- Set task: Render every line of the records below as a Markdown table with the columns "Row" and "Record line," numbering the rows and leaving out blank lines and pictures.

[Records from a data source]
★ ★ ★ ★ ★

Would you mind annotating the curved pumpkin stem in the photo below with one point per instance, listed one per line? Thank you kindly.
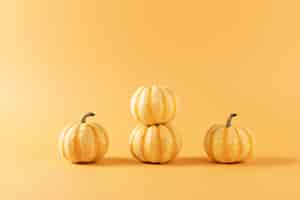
(228, 122)
(84, 117)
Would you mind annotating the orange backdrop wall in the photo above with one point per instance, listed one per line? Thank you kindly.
(59, 59)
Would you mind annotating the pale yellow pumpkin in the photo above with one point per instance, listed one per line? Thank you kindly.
(228, 144)
(154, 144)
(153, 105)
(83, 142)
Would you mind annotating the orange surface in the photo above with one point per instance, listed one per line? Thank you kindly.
(59, 59)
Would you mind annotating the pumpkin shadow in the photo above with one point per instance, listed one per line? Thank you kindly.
(190, 161)
(272, 161)
(117, 161)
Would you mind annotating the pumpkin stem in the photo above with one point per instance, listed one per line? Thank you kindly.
(228, 123)
(89, 114)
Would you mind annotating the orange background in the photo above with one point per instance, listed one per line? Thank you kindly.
(59, 59)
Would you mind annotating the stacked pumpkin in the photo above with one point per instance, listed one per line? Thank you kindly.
(154, 140)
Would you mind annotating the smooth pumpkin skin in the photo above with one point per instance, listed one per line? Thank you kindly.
(153, 105)
(228, 144)
(83, 142)
(154, 144)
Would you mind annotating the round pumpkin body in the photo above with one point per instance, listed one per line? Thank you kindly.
(153, 105)
(154, 144)
(83, 142)
(228, 144)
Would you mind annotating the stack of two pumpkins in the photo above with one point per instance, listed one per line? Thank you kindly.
(154, 140)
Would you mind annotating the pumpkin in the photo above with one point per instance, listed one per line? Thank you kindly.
(154, 144)
(83, 142)
(228, 144)
(153, 105)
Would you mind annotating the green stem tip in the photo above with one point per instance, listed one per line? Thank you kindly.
(84, 117)
(228, 123)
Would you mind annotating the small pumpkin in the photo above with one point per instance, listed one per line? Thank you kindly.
(83, 142)
(153, 105)
(228, 144)
(154, 144)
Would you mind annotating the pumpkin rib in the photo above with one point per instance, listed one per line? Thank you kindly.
(250, 143)
(77, 148)
(149, 105)
(207, 139)
(164, 105)
(98, 153)
(174, 103)
(241, 147)
(70, 139)
(62, 140)
(142, 143)
(159, 144)
(210, 143)
(131, 143)
(104, 133)
(68, 146)
(175, 147)
(136, 102)
(225, 154)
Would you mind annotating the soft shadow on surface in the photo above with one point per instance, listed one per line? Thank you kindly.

★ ★ ★ ★ ★

- Answer to this problem:
| Row | Record line |
|---|---|
| 1 | Would you mind annotating the curved pumpkin stem in the photo below with one point per instance, listed one per line? Thank you kindly. |
| 2 | (228, 122) |
| 3 | (84, 117) |
| 4 | Would you mind annotating the orange backdrop wall in the photo above with one point per instance, listed one per line? Thank you kindly. |
| 5 | (59, 59) |
| 6 | Would you mind annotating the pale yellow pumpkin in the photo above with one point per instance, listed one per line? Thank you kindly. |
| 7 | (228, 144) |
| 8 | (154, 144) |
| 9 | (153, 105) |
| 10 | (83, 142) |
| 11 | Would you mind annotating the orange surface in the photo above with one point per instance, listed one per line? Thank you kindly. |
| 12 | (59, 59) |
| 13 | Would you mind annotating the pumpkin shadow in the photo above with one point per instance, listed one per line? Thank you kindly. |
| 14 | (190, 161) |
| 15 | (272, 161) |
| 16 | (117, 161) |
| 17 | Would you mind annotating the pumpkin stem in the photo above with one point per instance, listed one per line? Thank you kindly. |
| 18 | (228, 123) |
| 19 | (89, 114) |
| 20 | Would you mind annotating the orange background in the photo above with one point per instance, listed one per line? Thank you kindly. |
| 21 | (59, 59) |
| 22 | Would you mind annotating the stacked pumpkin in the photo above with one point per instance, listed one per line? Thank you kindly. |
| 23 | (154, 140) |
| 24 | Would you mind annotating the smooth pumpkin skin in the photo above with one point per instance, listed one per line? Thank you kindly. |
| 25 | (153, 105) |
| 26 | (228, 144) |
| 27 | (83, 142) |
| 28 | (154, 144) |
| 29 | Would you mind annotating the round pumpkin body in the photo above with one point per instance, listed one per line? Thank you kindly. |
| 30 | (153, 105) |
| 31 | (154, 144) |
| 32 | (83, 142) |
| 33 | (228, 144) |
| 34 | Would you mind annotating the stack of two pumpkins in the photo above with one point per instance, listed one per line? Thank you kindly. |
| 35 | (154, 140) |
| 36 | Would you mind annotating the pumpkin in the photo above with one point per instance, listed one per line? Thank you kindly. |
| 37 | (154, 144) |
| 38 | (83, 142) |
| 39 | (228, 144) |
| 40 | (153, 105) |
| 41 | Would you mind annotating the green stem tip in the photo above with one point per instance, listed one per line? Thank you kindly. |
| 42 | (84, 117) |
| 43 | (228, 123) |
| 44 | Would you mind annotating the small pumpkin in the photo above with one point per instance, listed one per line? Thank you kindly. |
| 45 | (83, 142) |
| 46 | (153, 105) |
| 47 | (228, 144) |
| 48 | (154, 144) |
| 49 | Would you mind annotating the pumpkin rib in the photo above with one point per instance, listed one per line? Thank you kindly. |
| 50 | (250, 143) |
| 51 | (77, 148) |
| 52 | (149, 105) |
| 53 | (207, 139) |
| 54 | (164, 105) |
| 55 | (98, 153) |
| 56 | (174, 103) |
| 57 | (241, 147) |
| 58 | (70, 139) |
| 59 | (62, 140) |
| 60 | (142, 143) |
| 61 | (159, 144) |
| 62 | (210, 143) |
| 63 | (131, 143) |
| 64 | (104, 133) |
| 65 | (68, 146) |
| 66 | (175, 147) |
| 67 | (136, 102) |
| 68 | (225, 154) |
| 69 | Would you mind annotating the soft shadow on surface in the photo above with one point per instance, listed one per line? Thank you kindly. |